### Request
Pictures aside, quote the whole listing exactly.

### Records provided

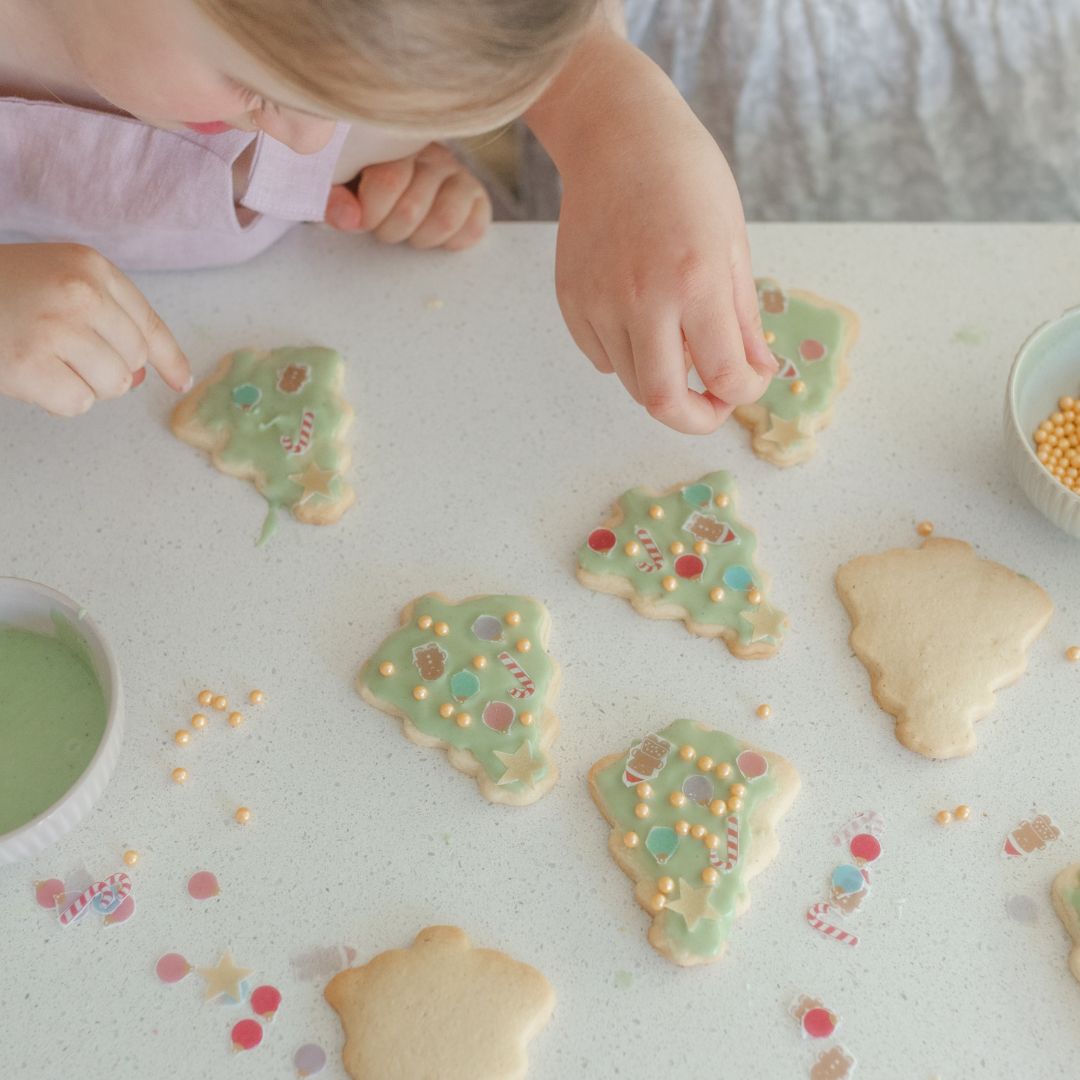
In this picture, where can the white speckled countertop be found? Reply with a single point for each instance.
(485, 449)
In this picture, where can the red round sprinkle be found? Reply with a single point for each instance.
(266, 1000)
(602, 540)
(689, 566)
(819, 1023)
(246, 1035)
(865, 847)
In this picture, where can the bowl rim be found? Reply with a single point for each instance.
(1022, 354)
(111, 720)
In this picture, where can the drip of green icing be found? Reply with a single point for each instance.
(709, 936)
(720, 557)
(461, 646)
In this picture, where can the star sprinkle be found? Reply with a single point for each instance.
(766, 622)
(521, 767)
(225, 977)
(692, 904)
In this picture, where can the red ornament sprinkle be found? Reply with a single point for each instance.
(246, 1035)
(602, 540)
(266, 1000)
(689, 566)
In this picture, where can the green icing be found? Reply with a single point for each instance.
(52, 718)
(710, 934)
(800, 321)
(729, 566)
(258, 414)
(491, 684)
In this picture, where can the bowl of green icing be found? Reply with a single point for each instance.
(61, 716)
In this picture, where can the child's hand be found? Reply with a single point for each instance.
(652, 267)
(429, 199)
(73, 329)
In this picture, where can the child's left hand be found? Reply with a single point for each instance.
(429, 200)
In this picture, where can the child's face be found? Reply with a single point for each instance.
(166, 63)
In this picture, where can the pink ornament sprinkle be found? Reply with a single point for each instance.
(203, 886)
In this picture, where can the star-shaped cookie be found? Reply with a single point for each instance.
(440, 1008)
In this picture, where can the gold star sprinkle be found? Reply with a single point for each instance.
(521, 765)
(784, 433)
(224, 977)
(692, 904)
(314, 481)
(765, 621)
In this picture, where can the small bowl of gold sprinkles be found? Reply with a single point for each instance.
(1042, 420)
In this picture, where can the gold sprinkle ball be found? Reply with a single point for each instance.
(1057, 444)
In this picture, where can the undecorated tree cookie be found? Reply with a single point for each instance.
(693, 815)
(811, 338)
(440, 1010)
(280, 420)
(684, 554)
(940, 630)
(474, 678)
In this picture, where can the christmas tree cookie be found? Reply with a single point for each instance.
(811, 338)
(278, 419)
(683, 554)
(475, 678)
(1065, 893)
(693, 814)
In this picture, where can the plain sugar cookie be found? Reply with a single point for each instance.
(940, 630)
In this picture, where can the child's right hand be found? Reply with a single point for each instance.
(73, 329)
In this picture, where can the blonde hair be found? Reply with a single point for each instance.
(446, 66)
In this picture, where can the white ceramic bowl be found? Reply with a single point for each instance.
(30, 606)
(1047, 368)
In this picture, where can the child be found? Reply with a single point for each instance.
(126, 129)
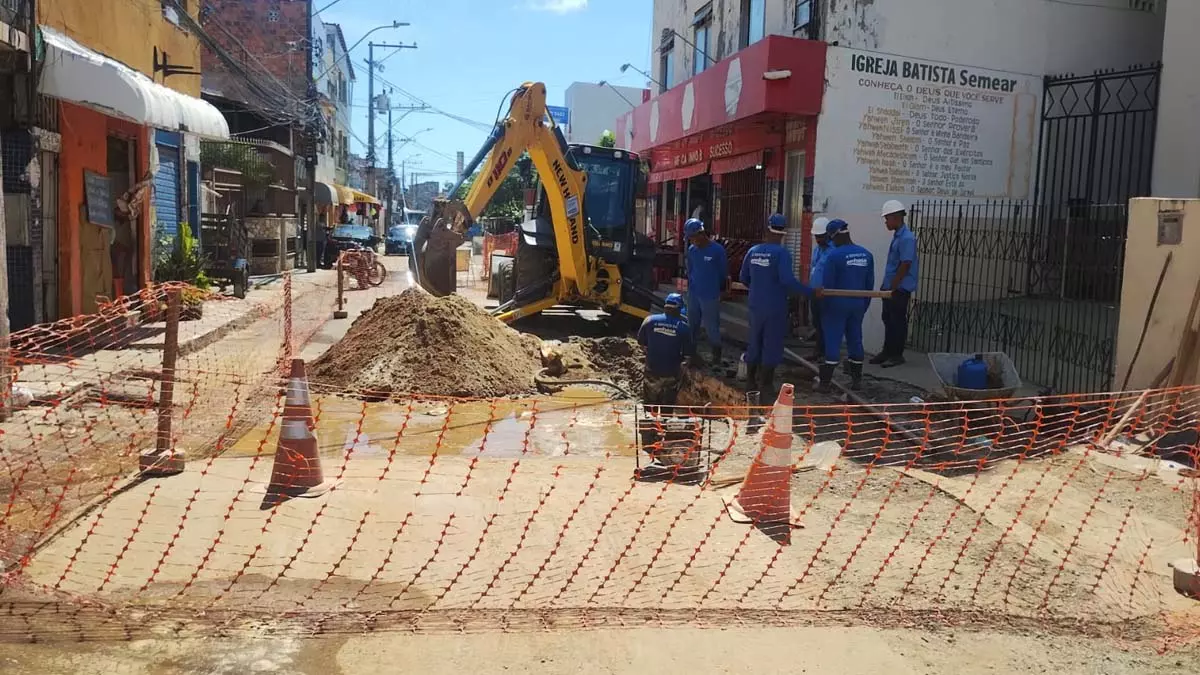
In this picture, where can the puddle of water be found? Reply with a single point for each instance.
(575, 422)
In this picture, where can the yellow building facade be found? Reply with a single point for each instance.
(130, 31)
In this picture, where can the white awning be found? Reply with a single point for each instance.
(76, 73)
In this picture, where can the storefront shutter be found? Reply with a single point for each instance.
(166, 189)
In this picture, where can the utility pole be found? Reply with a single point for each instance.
(391, 167)
(310, 159)
(371, 101)
(5, 381)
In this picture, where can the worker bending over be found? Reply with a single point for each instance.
(708, 272)
(667, 341)
(847, 267)
(816, 264)
(767, 270)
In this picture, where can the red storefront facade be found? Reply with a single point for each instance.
(733, 144)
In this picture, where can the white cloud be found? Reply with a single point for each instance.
(559, 6)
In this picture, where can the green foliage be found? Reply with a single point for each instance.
(256, 169)
(181, 260)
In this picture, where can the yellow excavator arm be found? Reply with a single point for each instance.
(582, 279)
(527, 127)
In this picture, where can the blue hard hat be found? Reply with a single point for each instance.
(777, 222)
(837, 226)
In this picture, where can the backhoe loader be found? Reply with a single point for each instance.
(581, 249)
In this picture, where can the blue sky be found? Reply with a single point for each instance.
(472, 52)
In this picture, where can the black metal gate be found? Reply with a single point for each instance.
(1097, 143)
(1041, 279)
(995, 278)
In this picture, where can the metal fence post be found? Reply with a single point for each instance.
(165, 459)
(340, 312)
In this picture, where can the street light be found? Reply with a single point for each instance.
(617, 91)
(628, 66)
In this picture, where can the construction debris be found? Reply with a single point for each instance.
(417, 344)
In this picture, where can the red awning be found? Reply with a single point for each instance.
(737, 162)
(681, 173)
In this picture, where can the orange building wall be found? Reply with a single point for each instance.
(84, 264)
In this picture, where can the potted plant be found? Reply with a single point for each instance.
(183, 260)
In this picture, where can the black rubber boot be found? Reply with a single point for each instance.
(767, 386)
(826, 384)
(856, 375)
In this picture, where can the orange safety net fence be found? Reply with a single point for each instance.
(545, 512)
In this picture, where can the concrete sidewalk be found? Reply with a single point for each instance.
(55, 381)
(916, 372)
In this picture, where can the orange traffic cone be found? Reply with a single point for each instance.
(766, 495)
(297, 471)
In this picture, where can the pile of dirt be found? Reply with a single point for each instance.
(619, 358)
(700, 389)
(417, 344)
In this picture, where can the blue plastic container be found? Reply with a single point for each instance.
(973, 374)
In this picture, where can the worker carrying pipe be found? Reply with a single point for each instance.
(847, 267)
(767, 272)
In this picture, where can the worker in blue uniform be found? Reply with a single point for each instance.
(767, 272)
(816, 264)
(849, 267)
(669, 341)
(708, 273)
(900, 276)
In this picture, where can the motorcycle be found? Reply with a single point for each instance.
(364, 266)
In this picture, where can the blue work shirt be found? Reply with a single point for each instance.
(767, 270)
(707, 269)
(851, 268)
(816, 266)
(667, 341)
(903, 250)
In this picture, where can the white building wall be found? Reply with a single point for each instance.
(1011, 40)
(595, 108)
(895, 127)
(1177, 148)
(1025, 36)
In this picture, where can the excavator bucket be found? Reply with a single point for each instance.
(433, 262)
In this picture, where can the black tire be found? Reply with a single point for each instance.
(377, 275)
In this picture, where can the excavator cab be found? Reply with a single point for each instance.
(581, 246)
(615, 181)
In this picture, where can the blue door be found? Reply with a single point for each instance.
(193, 198)
(166, 189)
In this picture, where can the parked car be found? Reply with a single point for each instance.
(346, 237)
(400, 240)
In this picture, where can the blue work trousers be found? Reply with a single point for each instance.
(767, 333)
(705, 312)
(839, 322)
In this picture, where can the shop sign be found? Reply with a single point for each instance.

### Result of the exercise
In this picture, where can the white speckled countertop be found? Reply with a single point for each instance.
(485, 449)
In this picture, where can the red round sprinkle be found? Reply with a single point for each instance.
(266, 1000)
(602, 540)
(689, 566)
(819, 1023)
(246, 1035)
(865, 847)
In this picture, where can the bowl rim be found? Reply with a single point for each instance.
(1022, 354)
(111, 720)
In this picture, where can the drip of green icing be found? Reply with a single point for each instance.
(709, 936)
(720, 557)
(461, 646)
In this picture, where can the star sprinkle be found? Reply with a single point for each instance.
(766, 622)
(521, 767)
(225, 977)
(692, 904)
In this picture, where can the red ornament sprinkle be found? Reply with a single point for each instance.
(246, 1035)
(602, 540)
(266, 1000)
(689, 566)
In this picture, where can the green icing be found? Reply with a single point for each instance.
(52, 718)
(710, 934)
(800, 321)
(729, 566)
(258, 414)
(491, 684)
In this picture, where can the bowl of green icing be found? Reply with a single point for each instance.
(61, 716)
In this picture, where can the child's hand be found? Reply with a single point for each instance.
(652, 267)
(429, 199)
(73, 329)
In this picture, where can the child's left hand be found? Reply with a single point for each instance.
(429, 200)
In this picture, where can the child's face be found? Reply with a single point for each instance.
(166, 63)
In this picture, where can the pink ornament sprinkle be found? Reply with a single point for each instance.
(203, 886)
In this picture, where can the star-shaped cookie be found? Reply with a single point for each instance.
(440, 1008)
In this picture, where can the gold star sprinkle be found? Reply with a single point for each instance.
(521, 765)
(784, 433)
(224, 977)
(692, 904)
(314, 481)
(765, 621)
In this picture, where can the small bowl of gold sprinkles be found? Reply with a single point for each instance.
(1042, 420)
In this picture, where can the gold sprinkle ball be found? Reply with a single point for each instance.
(1057, 444)
In this picture, where can the undecorated tree cookie be found? Reply with a single point for each instance.
(693, 815)
(811, 338)
(440, 1010)
(280, 420)
(684, 554)
(940, 630)
(474, 678)
In this picture, where can the christmas tree cookie be found? Reply with a single point for each instance.
(811, 338)
(278, 419)
(683, 554)
(475, 678)
(1065, 893)
(693, 814)
In this picture, where can the plain sugar cookie be found? Reply with a single point for each instance.
(940, 630)
In this picture, where can the child's right hand be found? Reply with a single point for each instance.
(73, 329)
In this picture, where can the blonde hair be found? Reply with a single point for each instance.
(446, 66)
In this picture, where can the white ceramic bowl be found? Reply with a single point for each instance.
(30, 606)
(1047, 368)
In this picture, where can the child be found? Reply with a single point for each instance.
(126, 129)
In this picture, where can the puddle of water be found? Reply with a single point for each instance.
(575, 422)
In this picture, where can the yellow building facade be found? Reply with a single point for each instance.
(130, 31)
In this picture, where can the white awning be found? Reply with a single point for each instance.
(76, 73)
In this picture, where can the storefront shutter be found? Reply with a single point for each instance.
(166, 189)
In this picture, where can the utility pole be found? Reply with a single point for each instance.
(391, 167)
(310, 159)
(371, 101)
(5, 381)
In this picture, where can the worker bending over be found? Reply with a single point for each instance.
(708, 272)
(667, 341)
(847, 267)
(816, 264)
(767, 270)
In this picture, where can the red storefront facade be found? Reply with a single point for each instance.
(733, 144)
In this picture, where can the white cloud be found? Reply with a single point for each instance.
(559, 6)
In this picture, where can the green foliage be found? Reply with a single point for each instance.
(256, 169)
(181, 260)
In this picture, where can the yellow excavator arm be found? Reply with a single point for each instance.
(582, 279)
(527, 127)
In this picture, where can the blue hard hat be found? Reply with a single point for each instance.
(777, 222)
(837, 226)
In this picture, where can the backhoe loader be found? Reply with a single point for each instance.
(581, 249)
In this picture, where can the blue sky be found? Reply with a single point for each instance.
(472, 52)
In this picture, where can the black metal gate be found? Reply with a single point for each instance.
(1097, 143)
(1041, 279)
(995, 278)
In this picture, where can the metal fence post be found? Reply with a single point for each instance.
(165, 459)
(340, 312)
In this picture, where can the street light be found? Reply with a single point for each instance.
(617, 91)
(628, 66)
In this picture, where can the construction debris be found? Reply with a single point for each instance.
(417, 344)
In this picture, where can the red awning be found? Reply with a single point for each instance.
(737, 162)
(681, 173)
In this picture, where can the orange building wall be found? Reply with a single point for each instance.
(84, 264)
In this picture, where can the potted plant be found? Reply with a single point for each instance.
(183, 260)
In this picture, where can the black rubber boot be found? Reply with a single point for each instance.
(767, 386)
(826, 384)
(856, 375)
In this picture, where can the orange safety net fence be found? Reply with a single point for each instance.
(545, 512)
In this picture, where can the concrete sidewalk be found? Reply with a single point for each instance.
(55, 381)
(916, 372)
In this picture, where can the orange traffic cone be found? Reply with a single point for each instance.
(766, 495)
(297, 471)
In this picture, where can the pile of dirt be found? Reply with a single point for each instance.
(619, 358)
(700, 389)
(417, 344)
In this picture, where can the blue plastic container be found? Reply with a single point for each instance.
(973, 374)
In this picture, where can the worker carrying pipe be found? Reply with a single point for each instance.
(847, 267)
(767, 272)
In this picture, where can the worker in blue uniform be found? Reply with a single point for each instance.
(767, 272)
(816, 264)
(849, 267)
(669, 341)
(708, 273)
(900, 276)
In this picture, where can the motorcycle be found? Reply with a single point for each instance.
(364, 266)
In this picture, where can the blue work shirt be found? Reply with a single point for each instance.
(767, 270)
(707, 269)
(851, 268)
(816, 266)
(667, 341)
(903, 250)
In this picture, where can the white building wall be found? Reply with a single point for each instance.
(1011, 40)
(595, 108)
(895, 127)
(1177, 148)
(1025, 36)
In this picture, where can the excavator bucket be found? Reply with a single point for each instance.
(433, 262)
In this picture, where can the black tire be found? Reply with a single point for each instance.
(377, 275)
In this picture, where can the excavator cab be found? Reply with a single point for each instance.
(581, 246)
(615, 181)
In this picture, where can the blue door be found? Reply with a single point for each instance.
(193, 198)
(166, 189)
In this picture, where can the parked car be found? Reply with a single point for each instance.
(346, 237)
(400, 240)
In this picture, where can the blue work trousers be found? Reply with a single point for each instance.
(767, 333)
(705, 312)
(839, 322)
In this picture, where can the shop sign be found? Reply with a single point for each instance.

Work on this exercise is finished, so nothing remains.